** What to work on **
The response has to be every entry, printed word for word.

━━━━━ Information shown ━━━━━

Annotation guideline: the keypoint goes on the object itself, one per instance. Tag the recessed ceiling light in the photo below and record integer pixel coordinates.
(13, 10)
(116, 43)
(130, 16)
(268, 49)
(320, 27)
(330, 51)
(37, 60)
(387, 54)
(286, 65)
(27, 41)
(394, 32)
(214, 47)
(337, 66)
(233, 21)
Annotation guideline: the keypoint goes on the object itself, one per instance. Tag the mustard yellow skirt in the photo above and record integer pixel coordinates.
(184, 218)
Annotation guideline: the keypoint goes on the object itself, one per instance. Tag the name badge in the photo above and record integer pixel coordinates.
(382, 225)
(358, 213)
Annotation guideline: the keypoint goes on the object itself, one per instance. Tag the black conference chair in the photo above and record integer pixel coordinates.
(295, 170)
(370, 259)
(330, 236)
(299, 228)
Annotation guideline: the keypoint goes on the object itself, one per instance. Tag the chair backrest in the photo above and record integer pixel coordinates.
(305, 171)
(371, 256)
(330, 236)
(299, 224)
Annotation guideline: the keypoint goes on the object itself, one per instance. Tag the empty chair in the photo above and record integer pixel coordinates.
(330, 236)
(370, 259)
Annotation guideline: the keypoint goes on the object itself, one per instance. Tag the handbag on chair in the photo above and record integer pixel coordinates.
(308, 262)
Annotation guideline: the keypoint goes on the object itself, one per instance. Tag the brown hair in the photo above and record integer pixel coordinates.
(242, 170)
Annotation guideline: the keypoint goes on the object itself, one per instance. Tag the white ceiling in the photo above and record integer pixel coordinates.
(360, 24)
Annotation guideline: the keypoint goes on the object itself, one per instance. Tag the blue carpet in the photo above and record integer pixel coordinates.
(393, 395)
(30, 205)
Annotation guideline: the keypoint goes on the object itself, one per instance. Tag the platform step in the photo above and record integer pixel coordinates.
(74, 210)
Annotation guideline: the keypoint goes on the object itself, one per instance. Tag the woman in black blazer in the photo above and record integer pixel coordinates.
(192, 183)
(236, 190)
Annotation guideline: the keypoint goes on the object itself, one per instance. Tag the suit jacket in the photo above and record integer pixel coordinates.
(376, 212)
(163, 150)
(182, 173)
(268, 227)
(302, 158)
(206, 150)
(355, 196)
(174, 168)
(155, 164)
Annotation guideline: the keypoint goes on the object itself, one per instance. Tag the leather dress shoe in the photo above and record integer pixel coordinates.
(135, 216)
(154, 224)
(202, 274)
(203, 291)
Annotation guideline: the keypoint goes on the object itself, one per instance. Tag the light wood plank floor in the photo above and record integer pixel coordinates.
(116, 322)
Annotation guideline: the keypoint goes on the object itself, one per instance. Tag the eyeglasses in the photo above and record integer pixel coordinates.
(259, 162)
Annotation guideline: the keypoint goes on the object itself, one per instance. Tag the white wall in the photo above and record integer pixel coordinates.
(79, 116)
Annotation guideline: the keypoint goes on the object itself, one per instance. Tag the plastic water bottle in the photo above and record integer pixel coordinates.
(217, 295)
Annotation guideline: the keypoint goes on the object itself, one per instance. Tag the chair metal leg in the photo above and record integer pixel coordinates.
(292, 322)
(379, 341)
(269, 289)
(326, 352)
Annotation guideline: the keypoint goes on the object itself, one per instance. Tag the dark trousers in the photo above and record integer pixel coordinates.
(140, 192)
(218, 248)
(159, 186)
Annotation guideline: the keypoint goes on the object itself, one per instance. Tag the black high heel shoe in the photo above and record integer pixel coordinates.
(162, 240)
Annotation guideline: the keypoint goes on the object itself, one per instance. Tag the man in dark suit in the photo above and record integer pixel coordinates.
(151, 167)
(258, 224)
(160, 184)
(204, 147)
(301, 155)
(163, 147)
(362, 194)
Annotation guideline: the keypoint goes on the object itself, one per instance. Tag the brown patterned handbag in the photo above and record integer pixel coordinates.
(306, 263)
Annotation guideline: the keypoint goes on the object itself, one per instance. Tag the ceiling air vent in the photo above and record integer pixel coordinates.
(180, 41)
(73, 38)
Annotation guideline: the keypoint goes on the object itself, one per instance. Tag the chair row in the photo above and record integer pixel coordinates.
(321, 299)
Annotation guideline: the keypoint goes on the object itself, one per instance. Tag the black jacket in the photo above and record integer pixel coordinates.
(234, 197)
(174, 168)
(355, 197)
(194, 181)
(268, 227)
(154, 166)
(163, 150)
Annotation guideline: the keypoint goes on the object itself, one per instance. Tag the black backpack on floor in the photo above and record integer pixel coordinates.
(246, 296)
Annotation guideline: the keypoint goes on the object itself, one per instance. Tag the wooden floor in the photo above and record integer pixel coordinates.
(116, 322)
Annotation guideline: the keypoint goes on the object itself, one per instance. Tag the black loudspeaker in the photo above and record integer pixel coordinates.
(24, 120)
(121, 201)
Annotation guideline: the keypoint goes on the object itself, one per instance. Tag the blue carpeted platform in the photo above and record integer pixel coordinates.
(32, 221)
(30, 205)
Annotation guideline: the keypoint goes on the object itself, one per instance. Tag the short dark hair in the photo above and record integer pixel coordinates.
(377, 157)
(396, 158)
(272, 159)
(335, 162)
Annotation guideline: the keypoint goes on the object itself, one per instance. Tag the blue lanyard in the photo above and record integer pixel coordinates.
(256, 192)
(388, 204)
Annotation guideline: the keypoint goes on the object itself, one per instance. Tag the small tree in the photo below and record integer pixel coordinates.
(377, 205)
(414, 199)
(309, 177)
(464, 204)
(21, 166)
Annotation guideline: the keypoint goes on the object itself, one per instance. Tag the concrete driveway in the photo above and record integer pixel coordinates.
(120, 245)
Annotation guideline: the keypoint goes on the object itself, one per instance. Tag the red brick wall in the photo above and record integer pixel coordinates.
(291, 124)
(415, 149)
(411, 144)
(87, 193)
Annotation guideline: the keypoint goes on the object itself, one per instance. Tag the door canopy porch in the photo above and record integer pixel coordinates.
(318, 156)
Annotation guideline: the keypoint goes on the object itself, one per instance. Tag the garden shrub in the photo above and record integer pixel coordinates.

━━━━━

** Solution to this exercise **
Annotation guideline: the keypoint goes on the object itself, one per instance. Tag the recessed ceiling light in the photo below and record integer pixel coordinates.
(13, 10)
(116, 43)
(130, 16)
(268, 49)
(320, 27)
(330, 51)
(37, 60)
(387, 54)
(286, 65)
(27, 41)
(394, 32)
(214, 47)
(337, 66)
(233, 21)
Annotation guideline: the keypoint goes on the object itself, one per instance. Tag the mustard yellow skirt in the photo above and record integer pixel coordinates.
(184, 218)
Annotation guideline: the keypoint goes on the object itself, one per instance. Tag the name badge in the photo above and record integer pixel coordinates.
(382, 225)
(358, 213)
Annotation guideline: the keypoint goes on the object itself, one per instance. Tag the black conference chair in the photo above and record integer pixel coordinates.
(295, 170)
(370, 259)
(330, 236)
(299, 228)
Annotation guideline: the keypoint goes on the object itself, one per instance. Tag the chair backrest in the photo above and record integer pixel coordinates.
(305, 171)
(371, 256)
(330, 236)
(299, 224)
Annotation guideline: the keypoint goes on the object itself, one per instance. Tag the empty chair in the photo above and record integer pixel coordinates.
(330, 236)
(370, 259)
Annotation guideline: the keypoint goes on the object itself, one per instance. Tag the handbag on chair in the photo above and record integer pixel coordinates.
(308, 262)
Annotation guideline: the keypoint goes on the object itself, one per instance. Tag the brown hair in the photo above and record integer pixel coordinates.
(242, 170)
Annotation guideline: the keypoint goes on the object itself, one per instance. Tag the white ceiling in the photo above and record integer pixel coordinates.
(360, 24)
Annotation guideline: the keypoint goes on the object itself, one per instance. Tag the blue carpet in the photo above and record integer pixel coordinates.
(393, 395)
(30, 205)
Annotation guideline: the keypoint goes on the object itself, one per instance. Tag the platform step in the photo above and record integer pixel coordinates.
(74, 210)
Annotation guideline: the keypoint goes on the object itself, one per instance. Tag the woman in black blazer in the photo above and record integer pixel coordinates.
(192, 183)
(236, 190)
Annotation guideline: the keypoint goes on the object itself, one per instance. Tag the suit jacket in the photo above and record integer pixel coordinates.
(376, 212)
(163, 150)
(182, 173)
(268, 227)
(302, 158)
(206, 150)
(355, 196)
(174, 168)
(155, 164)
Annotation guideline: the keypoint goes on the object itself, one per instance. Tag the leather dress shoe in the photo above and record integer pixel coordinates.
(135, 216)
(154, 224)
(202, 274)
(203, 291)
Annotation guideline: the keypoint goes on the object itself, one per instance. Tag the light wood plank floor in the photo above and record integer pixel coordinates.
(116, 322)
Annotation guideline: the keypoint goes on the object itself, one per instance. Tag the eyeglasses in the photo above and record integer pixel coordinates.
(259, 162)
Annotation guideline: the keypoint goes on the object itself, one per instance. Tag the white wall in the photo above and record integer pixel coordinates.
(79, 116)
Annotation guideline: the keypoint goes on the object itself, one per instance. Tag the plastic water bottle in the photo above and record integer pixel coordinates.
(217, 295)
Annotation guideline: the keypoint goes on the object itself, one per instance. Tag the chair metal leg in the photo above and record integer pixel coordinates.
(292, 322)
(379, 341)
(269, 289)
(326, 352)
Annotation guideline: the keypoint goes on the object itself, one per instance. Tag the dark trousers in the photo above and record integer pixel coordinates.
(140, 192)
(218, 248)
(159, 186)
Annotation guideline: the keypoint goes on the object itself, one per instance. Tag the black high heel shoe in the photo above and record integer pixel coordinates.
(162, 240)
Annotation guideline: the keypoint goes on the object itself, one per instance. Tag the man in dark suit in the photo above and record integer pixel coordinates.
(151, 167)
(258, 224)
(160, 184)
(204, 147)
(301, 155)
(163, 147)
(362, 194)
Annotation guideline: the keypoint goes on the object itself, one per instance. Tag the brown patterned handbag in the photo above and record integer pixel coordinates.
(306, 263)
Annotation guideline: the keypoint goes on the object itself, one per instance. Tag the ceiling air vent in the photo above and record integer pixel coordinates.
(180, 41)
(73, 38)
Annotation guideline: the keypoint goes on the object itself, one per instance. Tag the chair row in the photo above and record integer pixel coordinates.
(321, 299)
Annotation guideline: the keypoint goes on the object itself, one per instance. Tag the black jacket in the photo above and record integer pixel coordinates.
(234, 197)
(174, 168)
(355, 197)
(194, 181)
(268, 227)
(154, 166)
(163, 150)
Annotation guideline: the keypoint goes on the object itself, one per instance. Tag the black backpack on floor in the photo above and record integer pixel coordinates.
(246, 296)
Annotation guideline: the keypoint goes on the object itself, one per instance. Tag the wooden floor in the photo above and record integer pixel coordinates.
(116, 322)
Annotation guideline: the keypoint goes on the object itself, one per instance. Tag the black loudspeaker in the photo above and record integer pixel coordinates.
(24, 120)
(121, 201)
Annotation guideline: the keypoint goes on the object itself, one per instance. Tag the blue carpeted platform in the photo above and record integer pixel coordinates.
(32, 221)
(30, 205)
Annotation guideline: the keypoint goes on the object itself, one per instance. Tag the short dark hair in the photo above and record integer pixel coordinates.
(377, 157)
(396, 158)
(272, 159)
(335, 162)
Annotation guideline: the keypoint goes on the object itself, one per instance. Tag the blue lanyard in the photo above and record integer pixel coordinates.
(256, 192)
(388, 204)
Annotation guideline: the keypoint goes on the object itself, one per instance. Tag the small tree in the photo below and record integer pixel coordinates.
(377, 205)
(414, 199)
(309, 177)
(464, 204)
(21, 166)
Annotation guideline: the keypoint goes on the object itself, one per instance. Tag the concrete driveway in the photo above and record integer pixel coordinates.
(120, 245)
Annotation guideline: the keypoint goes on the object itself, one per instance. Tag the red brick wall in the photo above and record integer pixel coordinates.
(291, 124)
(415, 149)
(411, 144)
(87, 193)
Annotation guideline: the keypoint goes on the object itself, one per instance. Tag the door canopy porch in the photo above and record integer pixel coordinates.
(318, 156)
Annotation guideline: the keypoint goes on the object itself, one per instance. Tag the garden shrub in the photo above and record integer pixel coordinates.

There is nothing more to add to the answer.